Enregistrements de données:
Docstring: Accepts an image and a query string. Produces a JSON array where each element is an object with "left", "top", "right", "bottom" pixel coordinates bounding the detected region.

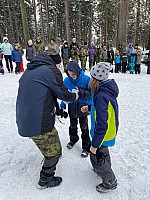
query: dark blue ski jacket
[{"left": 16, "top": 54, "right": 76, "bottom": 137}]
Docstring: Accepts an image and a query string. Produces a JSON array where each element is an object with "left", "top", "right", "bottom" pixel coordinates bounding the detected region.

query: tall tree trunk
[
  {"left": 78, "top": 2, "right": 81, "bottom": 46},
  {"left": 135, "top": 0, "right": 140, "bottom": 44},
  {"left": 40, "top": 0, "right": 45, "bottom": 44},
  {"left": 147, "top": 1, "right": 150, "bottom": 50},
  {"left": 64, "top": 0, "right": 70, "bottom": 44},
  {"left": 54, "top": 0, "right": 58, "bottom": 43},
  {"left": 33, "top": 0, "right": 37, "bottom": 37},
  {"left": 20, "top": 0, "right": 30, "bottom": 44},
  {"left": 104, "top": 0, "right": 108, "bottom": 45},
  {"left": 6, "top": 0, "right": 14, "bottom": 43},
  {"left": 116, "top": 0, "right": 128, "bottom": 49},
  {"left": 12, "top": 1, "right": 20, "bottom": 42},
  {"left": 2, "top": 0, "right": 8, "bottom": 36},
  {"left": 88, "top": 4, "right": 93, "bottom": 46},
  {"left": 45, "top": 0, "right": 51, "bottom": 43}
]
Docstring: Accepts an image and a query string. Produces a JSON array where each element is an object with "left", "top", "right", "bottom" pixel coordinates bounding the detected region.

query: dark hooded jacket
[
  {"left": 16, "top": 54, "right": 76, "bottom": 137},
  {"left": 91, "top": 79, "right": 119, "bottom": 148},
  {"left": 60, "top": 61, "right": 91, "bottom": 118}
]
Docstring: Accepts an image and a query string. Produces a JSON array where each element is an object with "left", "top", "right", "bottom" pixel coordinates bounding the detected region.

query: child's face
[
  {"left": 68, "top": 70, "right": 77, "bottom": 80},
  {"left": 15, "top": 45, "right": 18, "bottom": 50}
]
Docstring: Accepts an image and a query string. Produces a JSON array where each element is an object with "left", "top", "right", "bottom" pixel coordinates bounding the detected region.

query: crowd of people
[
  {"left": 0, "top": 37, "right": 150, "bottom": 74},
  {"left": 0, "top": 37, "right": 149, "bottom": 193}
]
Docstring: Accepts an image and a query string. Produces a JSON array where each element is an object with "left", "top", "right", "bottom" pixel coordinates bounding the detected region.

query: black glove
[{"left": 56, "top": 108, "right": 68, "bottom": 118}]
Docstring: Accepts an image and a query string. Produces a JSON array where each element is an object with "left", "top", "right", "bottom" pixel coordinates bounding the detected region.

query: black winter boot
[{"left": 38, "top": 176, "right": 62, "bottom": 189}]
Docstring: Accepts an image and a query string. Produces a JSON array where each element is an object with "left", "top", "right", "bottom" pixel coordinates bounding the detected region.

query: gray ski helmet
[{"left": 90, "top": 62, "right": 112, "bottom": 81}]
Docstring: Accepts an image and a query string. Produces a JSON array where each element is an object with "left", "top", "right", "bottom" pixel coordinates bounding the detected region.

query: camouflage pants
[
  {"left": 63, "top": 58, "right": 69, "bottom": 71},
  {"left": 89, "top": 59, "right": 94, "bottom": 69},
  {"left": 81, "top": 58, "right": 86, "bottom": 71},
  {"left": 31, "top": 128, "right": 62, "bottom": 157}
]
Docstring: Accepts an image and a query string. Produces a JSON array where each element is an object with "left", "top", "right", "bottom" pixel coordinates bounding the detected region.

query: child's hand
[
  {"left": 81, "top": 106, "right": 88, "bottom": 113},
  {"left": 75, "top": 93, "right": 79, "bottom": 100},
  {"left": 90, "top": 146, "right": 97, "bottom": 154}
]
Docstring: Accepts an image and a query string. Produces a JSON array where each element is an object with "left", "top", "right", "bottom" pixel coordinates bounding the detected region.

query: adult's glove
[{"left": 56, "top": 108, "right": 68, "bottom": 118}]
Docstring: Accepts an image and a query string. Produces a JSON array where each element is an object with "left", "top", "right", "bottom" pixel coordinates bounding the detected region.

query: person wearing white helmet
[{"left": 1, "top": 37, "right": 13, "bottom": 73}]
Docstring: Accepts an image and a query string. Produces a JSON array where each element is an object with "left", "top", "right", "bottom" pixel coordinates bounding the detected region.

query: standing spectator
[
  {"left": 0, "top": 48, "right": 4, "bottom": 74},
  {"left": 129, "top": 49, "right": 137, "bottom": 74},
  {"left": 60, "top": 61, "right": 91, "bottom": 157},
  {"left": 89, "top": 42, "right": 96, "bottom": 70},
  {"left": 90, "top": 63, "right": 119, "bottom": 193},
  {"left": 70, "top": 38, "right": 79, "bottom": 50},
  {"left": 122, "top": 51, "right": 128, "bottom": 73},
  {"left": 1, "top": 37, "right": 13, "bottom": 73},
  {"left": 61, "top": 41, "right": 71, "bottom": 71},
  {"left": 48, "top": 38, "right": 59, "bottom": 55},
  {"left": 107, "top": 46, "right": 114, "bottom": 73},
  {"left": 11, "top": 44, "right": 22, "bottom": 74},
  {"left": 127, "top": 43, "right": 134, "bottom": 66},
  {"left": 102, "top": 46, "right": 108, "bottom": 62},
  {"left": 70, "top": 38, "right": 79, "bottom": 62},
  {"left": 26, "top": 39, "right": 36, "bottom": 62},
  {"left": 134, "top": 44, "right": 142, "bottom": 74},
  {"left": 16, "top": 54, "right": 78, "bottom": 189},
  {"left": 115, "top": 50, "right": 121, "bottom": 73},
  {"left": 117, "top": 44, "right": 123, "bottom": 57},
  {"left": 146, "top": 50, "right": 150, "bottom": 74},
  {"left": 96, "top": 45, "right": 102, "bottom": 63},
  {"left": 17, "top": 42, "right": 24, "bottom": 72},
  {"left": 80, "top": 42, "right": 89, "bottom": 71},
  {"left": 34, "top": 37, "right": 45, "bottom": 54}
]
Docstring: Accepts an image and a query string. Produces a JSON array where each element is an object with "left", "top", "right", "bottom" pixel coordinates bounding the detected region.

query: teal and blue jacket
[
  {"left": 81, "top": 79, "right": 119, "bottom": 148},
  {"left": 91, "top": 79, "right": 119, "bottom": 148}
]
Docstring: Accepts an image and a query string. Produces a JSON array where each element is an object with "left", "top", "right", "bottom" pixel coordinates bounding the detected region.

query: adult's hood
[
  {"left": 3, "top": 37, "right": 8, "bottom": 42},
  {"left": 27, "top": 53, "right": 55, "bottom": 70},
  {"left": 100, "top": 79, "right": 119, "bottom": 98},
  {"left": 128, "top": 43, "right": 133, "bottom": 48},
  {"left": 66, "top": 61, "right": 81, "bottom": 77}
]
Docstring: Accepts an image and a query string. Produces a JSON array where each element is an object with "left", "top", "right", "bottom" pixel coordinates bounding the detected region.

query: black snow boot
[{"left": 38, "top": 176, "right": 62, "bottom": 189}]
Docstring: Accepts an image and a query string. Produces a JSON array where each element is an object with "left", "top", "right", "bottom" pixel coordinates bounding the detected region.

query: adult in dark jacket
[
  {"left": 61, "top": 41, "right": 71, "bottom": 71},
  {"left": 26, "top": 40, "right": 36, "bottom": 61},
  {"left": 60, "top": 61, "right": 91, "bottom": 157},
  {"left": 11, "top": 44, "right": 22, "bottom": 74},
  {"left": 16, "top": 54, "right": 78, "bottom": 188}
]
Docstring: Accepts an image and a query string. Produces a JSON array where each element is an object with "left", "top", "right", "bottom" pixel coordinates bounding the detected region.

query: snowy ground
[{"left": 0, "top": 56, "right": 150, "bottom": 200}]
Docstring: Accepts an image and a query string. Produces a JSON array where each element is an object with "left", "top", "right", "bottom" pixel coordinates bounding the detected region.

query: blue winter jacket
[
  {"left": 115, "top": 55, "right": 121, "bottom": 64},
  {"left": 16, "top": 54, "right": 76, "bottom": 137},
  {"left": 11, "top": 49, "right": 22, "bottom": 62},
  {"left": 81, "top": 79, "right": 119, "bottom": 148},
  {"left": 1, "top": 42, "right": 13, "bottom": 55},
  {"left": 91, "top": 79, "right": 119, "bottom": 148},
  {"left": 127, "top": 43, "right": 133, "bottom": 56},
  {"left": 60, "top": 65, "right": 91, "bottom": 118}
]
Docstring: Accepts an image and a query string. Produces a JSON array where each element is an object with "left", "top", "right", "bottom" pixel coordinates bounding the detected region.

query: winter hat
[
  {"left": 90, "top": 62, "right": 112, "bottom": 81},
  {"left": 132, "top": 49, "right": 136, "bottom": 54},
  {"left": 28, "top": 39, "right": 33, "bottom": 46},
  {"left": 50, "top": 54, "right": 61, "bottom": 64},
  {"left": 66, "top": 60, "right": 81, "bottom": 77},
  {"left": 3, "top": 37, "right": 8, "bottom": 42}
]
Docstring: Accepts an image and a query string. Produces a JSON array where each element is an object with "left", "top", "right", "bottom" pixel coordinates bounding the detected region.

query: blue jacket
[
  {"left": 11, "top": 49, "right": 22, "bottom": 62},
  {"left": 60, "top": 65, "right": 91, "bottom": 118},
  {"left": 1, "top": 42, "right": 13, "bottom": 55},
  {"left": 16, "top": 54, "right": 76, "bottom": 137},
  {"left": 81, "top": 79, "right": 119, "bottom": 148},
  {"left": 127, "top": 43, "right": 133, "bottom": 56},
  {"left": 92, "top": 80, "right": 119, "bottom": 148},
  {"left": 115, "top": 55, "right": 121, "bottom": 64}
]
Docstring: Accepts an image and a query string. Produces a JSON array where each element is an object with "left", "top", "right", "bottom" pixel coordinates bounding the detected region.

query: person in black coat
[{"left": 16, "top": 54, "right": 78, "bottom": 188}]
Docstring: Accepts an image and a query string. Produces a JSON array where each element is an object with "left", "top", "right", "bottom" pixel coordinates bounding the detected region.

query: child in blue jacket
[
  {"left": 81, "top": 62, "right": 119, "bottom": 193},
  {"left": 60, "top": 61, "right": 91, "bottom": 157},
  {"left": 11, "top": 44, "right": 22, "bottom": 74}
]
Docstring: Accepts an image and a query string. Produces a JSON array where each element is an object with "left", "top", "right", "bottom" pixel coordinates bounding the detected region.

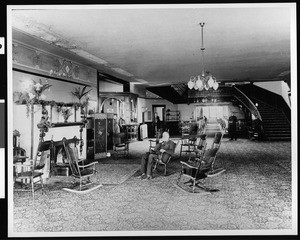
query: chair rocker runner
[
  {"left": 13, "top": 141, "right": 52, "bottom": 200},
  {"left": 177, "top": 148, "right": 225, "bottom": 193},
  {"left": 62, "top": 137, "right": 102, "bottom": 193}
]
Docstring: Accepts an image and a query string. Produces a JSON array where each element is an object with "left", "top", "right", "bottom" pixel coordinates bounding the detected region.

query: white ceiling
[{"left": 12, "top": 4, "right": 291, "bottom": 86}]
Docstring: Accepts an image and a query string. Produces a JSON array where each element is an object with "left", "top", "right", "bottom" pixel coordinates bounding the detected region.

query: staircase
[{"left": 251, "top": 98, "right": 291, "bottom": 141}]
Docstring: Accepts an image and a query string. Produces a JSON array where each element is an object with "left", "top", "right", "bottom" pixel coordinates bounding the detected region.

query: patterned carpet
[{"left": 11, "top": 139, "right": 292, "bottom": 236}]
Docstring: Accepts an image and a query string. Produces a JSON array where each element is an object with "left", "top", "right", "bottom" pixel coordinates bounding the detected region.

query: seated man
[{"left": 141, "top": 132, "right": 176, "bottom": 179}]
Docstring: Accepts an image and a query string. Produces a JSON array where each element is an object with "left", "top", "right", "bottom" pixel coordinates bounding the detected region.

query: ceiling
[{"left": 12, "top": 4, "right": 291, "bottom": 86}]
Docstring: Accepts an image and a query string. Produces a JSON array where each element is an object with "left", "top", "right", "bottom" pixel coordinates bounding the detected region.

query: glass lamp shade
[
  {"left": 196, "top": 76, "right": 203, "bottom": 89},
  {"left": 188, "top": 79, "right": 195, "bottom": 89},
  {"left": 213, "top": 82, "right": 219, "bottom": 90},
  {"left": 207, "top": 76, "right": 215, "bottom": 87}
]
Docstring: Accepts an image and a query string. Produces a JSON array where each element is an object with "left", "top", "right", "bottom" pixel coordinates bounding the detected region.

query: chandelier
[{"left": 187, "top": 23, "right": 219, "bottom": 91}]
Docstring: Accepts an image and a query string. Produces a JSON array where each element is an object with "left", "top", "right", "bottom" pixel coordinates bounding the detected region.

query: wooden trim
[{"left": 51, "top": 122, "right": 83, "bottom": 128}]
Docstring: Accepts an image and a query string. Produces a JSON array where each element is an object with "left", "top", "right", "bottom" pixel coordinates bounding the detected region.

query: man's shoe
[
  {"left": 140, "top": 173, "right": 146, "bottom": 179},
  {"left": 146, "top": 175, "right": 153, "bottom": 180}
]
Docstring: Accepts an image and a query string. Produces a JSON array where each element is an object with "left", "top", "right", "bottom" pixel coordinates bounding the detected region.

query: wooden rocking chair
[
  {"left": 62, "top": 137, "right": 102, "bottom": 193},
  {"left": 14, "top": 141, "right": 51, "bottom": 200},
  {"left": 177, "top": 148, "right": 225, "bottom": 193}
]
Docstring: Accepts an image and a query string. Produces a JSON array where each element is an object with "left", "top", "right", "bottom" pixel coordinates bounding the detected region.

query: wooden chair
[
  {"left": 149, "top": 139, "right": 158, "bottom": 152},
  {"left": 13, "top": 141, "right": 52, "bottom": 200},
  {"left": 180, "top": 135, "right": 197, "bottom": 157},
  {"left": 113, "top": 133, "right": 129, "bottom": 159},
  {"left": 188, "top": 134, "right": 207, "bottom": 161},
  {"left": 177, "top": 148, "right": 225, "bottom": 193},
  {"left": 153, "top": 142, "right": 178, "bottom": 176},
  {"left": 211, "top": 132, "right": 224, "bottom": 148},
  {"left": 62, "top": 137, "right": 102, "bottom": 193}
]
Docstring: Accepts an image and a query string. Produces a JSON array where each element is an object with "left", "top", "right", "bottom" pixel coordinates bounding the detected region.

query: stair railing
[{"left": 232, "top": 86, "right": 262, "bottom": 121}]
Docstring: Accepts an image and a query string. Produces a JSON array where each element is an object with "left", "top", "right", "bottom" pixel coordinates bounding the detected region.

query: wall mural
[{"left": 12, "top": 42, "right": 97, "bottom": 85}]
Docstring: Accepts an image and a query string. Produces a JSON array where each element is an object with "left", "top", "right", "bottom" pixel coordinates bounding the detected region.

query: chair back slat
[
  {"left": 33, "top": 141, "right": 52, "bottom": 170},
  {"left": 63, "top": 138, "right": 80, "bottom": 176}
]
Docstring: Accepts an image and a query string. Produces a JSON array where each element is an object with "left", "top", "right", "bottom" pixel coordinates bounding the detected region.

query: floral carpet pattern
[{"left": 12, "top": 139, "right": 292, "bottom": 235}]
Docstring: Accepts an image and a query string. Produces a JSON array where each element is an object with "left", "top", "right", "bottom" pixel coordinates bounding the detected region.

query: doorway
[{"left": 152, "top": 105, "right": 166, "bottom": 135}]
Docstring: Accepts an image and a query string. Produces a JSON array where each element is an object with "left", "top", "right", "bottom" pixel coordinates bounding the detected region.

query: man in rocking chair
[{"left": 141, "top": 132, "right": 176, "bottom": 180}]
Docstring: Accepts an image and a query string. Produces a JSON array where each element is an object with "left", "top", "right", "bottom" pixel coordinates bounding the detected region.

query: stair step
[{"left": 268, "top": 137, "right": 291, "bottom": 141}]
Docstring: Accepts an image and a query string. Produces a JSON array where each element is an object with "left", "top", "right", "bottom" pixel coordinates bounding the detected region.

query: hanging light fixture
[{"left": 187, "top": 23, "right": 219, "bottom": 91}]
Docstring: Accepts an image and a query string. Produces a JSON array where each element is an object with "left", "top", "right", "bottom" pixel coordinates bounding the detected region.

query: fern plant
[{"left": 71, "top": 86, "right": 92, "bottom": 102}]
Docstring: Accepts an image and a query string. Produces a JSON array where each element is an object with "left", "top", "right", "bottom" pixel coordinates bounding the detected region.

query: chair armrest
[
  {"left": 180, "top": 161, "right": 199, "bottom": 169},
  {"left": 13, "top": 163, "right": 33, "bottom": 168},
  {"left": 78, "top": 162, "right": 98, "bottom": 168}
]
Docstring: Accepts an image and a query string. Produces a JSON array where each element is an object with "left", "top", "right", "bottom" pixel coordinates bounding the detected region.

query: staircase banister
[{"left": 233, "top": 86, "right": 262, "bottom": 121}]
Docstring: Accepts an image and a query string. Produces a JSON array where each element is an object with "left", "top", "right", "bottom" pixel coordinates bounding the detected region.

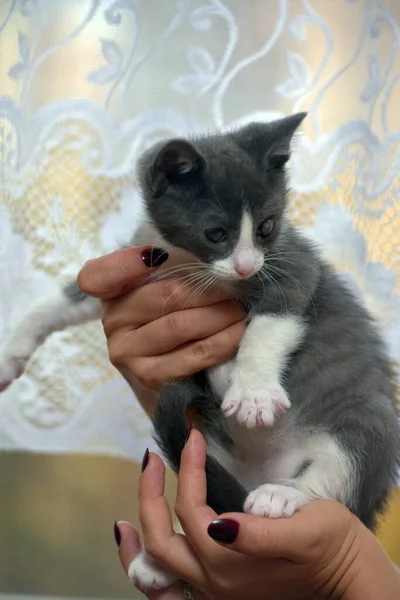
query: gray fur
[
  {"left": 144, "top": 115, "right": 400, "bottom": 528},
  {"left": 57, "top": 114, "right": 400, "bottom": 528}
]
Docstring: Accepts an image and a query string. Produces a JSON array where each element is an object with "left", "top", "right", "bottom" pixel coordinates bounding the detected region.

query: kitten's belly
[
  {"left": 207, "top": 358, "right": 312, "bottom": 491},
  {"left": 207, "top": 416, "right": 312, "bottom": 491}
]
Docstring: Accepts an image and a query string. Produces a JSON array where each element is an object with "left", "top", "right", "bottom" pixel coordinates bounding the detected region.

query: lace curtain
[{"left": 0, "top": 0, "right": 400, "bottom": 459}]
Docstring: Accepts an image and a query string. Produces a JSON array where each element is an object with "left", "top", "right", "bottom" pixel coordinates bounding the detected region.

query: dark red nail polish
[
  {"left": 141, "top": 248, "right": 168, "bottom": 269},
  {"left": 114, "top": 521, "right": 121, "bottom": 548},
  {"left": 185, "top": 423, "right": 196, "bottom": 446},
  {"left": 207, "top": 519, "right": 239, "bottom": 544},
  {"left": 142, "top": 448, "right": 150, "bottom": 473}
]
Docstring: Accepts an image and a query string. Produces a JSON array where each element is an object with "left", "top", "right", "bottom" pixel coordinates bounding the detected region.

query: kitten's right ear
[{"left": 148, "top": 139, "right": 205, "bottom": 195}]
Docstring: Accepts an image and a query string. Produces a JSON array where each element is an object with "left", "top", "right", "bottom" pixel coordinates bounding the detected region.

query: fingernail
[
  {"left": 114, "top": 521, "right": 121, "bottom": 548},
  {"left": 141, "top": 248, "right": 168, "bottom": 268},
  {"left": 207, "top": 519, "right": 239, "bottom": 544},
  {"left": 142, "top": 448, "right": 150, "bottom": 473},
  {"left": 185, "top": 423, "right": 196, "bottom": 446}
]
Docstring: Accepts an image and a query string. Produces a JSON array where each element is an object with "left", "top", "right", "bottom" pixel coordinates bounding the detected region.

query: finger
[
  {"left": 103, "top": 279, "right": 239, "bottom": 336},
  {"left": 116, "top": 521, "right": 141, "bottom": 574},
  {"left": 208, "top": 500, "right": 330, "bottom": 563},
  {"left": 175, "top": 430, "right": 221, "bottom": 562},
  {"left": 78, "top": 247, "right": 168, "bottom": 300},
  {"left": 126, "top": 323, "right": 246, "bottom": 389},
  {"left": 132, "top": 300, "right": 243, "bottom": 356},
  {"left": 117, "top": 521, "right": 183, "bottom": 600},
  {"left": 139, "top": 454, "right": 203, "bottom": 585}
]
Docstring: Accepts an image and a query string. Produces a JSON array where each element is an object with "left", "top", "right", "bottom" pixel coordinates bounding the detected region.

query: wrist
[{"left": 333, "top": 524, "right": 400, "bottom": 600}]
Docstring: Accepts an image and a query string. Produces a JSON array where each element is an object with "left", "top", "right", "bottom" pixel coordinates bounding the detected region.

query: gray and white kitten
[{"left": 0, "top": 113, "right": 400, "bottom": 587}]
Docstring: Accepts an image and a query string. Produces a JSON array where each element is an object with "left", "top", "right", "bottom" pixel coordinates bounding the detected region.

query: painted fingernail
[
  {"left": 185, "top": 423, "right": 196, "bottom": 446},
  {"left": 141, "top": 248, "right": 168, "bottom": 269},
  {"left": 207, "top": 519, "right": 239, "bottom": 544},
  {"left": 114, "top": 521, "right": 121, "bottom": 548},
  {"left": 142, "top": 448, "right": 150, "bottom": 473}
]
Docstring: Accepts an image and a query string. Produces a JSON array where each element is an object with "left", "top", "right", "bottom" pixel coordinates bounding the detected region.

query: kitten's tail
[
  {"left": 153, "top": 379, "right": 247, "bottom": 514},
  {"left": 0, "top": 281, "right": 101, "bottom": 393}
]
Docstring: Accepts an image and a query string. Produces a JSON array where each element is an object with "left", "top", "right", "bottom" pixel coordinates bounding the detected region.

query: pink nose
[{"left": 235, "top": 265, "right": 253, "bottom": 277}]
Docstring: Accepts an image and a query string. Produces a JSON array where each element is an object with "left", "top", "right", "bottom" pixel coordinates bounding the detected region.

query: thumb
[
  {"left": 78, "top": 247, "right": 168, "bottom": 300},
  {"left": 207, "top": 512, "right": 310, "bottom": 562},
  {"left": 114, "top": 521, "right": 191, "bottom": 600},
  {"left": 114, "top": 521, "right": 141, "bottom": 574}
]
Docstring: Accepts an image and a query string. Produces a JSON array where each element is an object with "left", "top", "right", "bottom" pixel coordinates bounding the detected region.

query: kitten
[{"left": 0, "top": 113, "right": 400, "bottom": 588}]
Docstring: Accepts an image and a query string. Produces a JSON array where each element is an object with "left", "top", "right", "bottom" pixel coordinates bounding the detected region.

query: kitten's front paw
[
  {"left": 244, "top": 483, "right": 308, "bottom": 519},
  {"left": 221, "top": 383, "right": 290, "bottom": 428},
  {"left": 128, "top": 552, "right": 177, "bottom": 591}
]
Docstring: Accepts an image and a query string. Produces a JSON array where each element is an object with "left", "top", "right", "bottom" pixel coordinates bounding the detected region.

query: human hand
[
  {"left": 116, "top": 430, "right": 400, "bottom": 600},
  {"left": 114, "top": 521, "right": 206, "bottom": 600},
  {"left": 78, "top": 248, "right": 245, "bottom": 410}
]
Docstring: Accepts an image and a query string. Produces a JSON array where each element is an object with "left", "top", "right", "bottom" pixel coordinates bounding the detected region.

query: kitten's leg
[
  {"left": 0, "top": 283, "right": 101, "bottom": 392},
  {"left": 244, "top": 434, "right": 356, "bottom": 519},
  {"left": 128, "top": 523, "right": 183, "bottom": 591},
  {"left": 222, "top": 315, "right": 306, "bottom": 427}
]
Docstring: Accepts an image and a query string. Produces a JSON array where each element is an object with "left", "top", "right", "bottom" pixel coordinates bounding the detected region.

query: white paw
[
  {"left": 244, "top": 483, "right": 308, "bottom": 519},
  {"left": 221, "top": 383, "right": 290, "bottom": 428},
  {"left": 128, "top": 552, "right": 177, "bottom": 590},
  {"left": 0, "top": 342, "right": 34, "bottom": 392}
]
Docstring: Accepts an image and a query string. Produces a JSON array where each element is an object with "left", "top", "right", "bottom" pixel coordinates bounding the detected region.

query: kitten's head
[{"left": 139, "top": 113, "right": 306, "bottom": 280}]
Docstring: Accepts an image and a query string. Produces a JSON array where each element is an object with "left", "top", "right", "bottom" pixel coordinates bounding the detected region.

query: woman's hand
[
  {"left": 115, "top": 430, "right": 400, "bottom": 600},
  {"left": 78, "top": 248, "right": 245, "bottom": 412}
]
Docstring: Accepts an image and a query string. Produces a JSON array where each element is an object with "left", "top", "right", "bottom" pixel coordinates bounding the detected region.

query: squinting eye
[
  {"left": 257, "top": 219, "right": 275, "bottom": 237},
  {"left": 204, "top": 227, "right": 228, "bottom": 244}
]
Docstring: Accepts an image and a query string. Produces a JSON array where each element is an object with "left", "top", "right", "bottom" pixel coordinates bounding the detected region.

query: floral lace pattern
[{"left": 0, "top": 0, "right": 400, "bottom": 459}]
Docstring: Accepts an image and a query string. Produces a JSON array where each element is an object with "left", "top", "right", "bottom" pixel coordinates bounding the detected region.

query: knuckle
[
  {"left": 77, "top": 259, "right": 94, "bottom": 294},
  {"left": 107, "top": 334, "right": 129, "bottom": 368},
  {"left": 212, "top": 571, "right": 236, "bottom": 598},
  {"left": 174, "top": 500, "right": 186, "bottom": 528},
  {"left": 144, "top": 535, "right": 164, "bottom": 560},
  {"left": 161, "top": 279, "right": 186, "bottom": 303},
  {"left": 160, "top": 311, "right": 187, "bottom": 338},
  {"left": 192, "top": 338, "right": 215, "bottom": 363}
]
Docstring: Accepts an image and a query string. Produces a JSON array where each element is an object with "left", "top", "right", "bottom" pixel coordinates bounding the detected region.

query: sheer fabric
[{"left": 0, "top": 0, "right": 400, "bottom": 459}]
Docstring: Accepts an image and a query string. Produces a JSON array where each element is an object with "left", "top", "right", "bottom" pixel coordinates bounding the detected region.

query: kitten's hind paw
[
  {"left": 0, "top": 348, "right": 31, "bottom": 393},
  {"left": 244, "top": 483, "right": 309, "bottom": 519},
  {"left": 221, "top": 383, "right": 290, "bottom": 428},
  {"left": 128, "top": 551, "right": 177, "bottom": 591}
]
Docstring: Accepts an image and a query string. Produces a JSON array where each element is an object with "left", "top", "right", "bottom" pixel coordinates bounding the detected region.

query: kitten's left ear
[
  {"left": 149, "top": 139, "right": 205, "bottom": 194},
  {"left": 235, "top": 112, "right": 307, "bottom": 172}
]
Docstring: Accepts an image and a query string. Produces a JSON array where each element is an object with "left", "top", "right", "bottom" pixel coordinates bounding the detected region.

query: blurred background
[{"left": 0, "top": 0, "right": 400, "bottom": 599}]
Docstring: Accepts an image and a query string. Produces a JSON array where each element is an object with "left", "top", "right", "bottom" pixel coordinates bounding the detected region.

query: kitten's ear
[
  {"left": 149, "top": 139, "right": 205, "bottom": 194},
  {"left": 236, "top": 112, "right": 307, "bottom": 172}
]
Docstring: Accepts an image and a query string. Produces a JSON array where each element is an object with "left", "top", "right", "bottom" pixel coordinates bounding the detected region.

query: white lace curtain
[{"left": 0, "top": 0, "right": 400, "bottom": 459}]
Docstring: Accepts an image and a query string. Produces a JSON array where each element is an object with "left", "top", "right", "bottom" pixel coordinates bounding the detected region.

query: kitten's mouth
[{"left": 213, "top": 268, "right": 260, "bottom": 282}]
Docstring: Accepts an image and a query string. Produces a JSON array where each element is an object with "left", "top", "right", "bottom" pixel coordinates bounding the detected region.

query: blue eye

## [CONSIGNES]
Affichez chaque ligne des enregistrements ci-dessus où figure le mot « boot ».

## [RÉPONSE]
query: black winter boot
query: black snow boot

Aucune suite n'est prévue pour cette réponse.